### Document segment
━━━━━━

Consumers' Rights When They Visit a New Jersey Auto Mechanic
Defining deceptive and unlawful repair practices in New JerseyBy Super Lawyers staff | Reviewed by Canaan Suitt, J.D. | Last updated on May 4, 2023
Use these links to jump to different sections:
- A Repair Shop’s Obligations Under New Jersey Law
- Red Flags to Watch For
- What Should I Do If I’m Dissatisfied with My Dealer?
If you own a car or truck, you will inevitably need to get it repaired at some point. Dealing with an auto repair shop is often a bad experience for vehicle owners. Not only is their vehicle in need of repair, but they also often feel like they are being taken advantage of. And in some cases, it is not just a feeling–the auto body mechanic or dealership actually is doing something that is not on the up-and-up.
To help protect New Jersey car owners from shady car repair practices, the state has adopted a fairly comprehensive set of regulations. New Jersey’s Auto Repairs Deceptive Practices Regulations are considered some of the strictest of their kind in the nation. These regulations make it clear what a customer has the legal right to expect when getting vehicle maintenance.
A Repair Shop’s Obligations Under New Jersey Law
First, it is important to define who the regulations cover. An “automotive repair dealer” includes anyone who takes money in exchange for the “maintenance, diagnosis, or repair” of a motor vehicle. This includes the dealership where you purchased your vehicle if they provide any of these services, including replaced parts.
A covered repair dealer, including its employees, may not make any “untrue or misleading” statement to you as the customer in connection with the diagnosis or repair of your vehicle. Nor can the dealer make any false promises in order to convince you to approve of a particular repair or service. Basically, at a minimum, a repair dealer is expected to be upfront and truthful with you at all times.
If the dealer believes repairs are necessary to your vehicle, they must first give you a written estimate. The estimate itself can take several forms under New Jersey regulations. For example, the dealer can give you a total “not-to-exceed” price for the vehicle repair, an itemized breakdown of the parts and labor, or the price to complete a specific repair.
After you receive the dealer’s estimated price, you must give your authorization before any work can proceed. Normally this authorization must be given in writing—that is, you need to sign paperwork directing the dealer to proceed. However, if you take your vehicle in for repair after normal business hours, or someone else brings your car in, verbal authorization is permitted under the regulations.

━━━━━━

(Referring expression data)
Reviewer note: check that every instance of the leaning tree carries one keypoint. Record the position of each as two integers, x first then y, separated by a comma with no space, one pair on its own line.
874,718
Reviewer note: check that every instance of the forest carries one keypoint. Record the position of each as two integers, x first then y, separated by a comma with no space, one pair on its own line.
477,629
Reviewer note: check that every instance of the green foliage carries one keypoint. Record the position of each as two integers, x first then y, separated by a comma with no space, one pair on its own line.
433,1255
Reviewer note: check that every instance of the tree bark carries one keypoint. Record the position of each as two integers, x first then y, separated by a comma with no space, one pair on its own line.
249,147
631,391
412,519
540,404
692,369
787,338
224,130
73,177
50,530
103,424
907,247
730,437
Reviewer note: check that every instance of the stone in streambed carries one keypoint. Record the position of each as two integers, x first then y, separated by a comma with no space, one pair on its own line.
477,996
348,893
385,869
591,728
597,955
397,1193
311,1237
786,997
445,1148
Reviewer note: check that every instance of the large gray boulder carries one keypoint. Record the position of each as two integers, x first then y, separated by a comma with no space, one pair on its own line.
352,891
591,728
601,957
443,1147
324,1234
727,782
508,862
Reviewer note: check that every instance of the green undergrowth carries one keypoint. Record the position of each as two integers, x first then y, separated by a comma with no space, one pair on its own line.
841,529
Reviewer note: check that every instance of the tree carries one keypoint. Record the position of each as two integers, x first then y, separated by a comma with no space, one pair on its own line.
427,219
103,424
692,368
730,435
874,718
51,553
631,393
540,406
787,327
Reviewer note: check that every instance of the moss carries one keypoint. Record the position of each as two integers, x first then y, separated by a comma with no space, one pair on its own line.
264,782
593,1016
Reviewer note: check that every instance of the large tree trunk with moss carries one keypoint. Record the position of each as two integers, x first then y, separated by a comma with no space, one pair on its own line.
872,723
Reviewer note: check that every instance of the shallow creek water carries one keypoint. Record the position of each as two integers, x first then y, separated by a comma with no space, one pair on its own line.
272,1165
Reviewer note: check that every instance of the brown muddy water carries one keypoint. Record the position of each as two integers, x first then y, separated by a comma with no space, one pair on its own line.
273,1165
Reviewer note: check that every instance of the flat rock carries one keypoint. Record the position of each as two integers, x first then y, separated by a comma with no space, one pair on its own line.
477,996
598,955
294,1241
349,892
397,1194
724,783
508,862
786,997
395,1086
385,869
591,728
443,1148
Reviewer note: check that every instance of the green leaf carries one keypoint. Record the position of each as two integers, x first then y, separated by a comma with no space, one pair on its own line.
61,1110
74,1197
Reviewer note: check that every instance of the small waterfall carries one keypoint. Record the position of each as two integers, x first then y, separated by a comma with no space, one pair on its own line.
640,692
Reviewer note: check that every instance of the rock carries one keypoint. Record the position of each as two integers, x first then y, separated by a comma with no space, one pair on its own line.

━━━━━━

### Problem details
Answer these questions about the article on New Jersey auto repair rights, one per line:
1. What are the state's regulations called?
2. What must a dealer give the customer first if it believes repairs are necessary?
3. In which two situations is verbal authorization permitted?
The records have no connection to the text.

### Problem solution
1. New Jersey's Auto Repairs Deceptive Practices Regulations
2. A written estimate
3. When the vehicle is brought in for repair after normal business hours, or when someone else brings the car in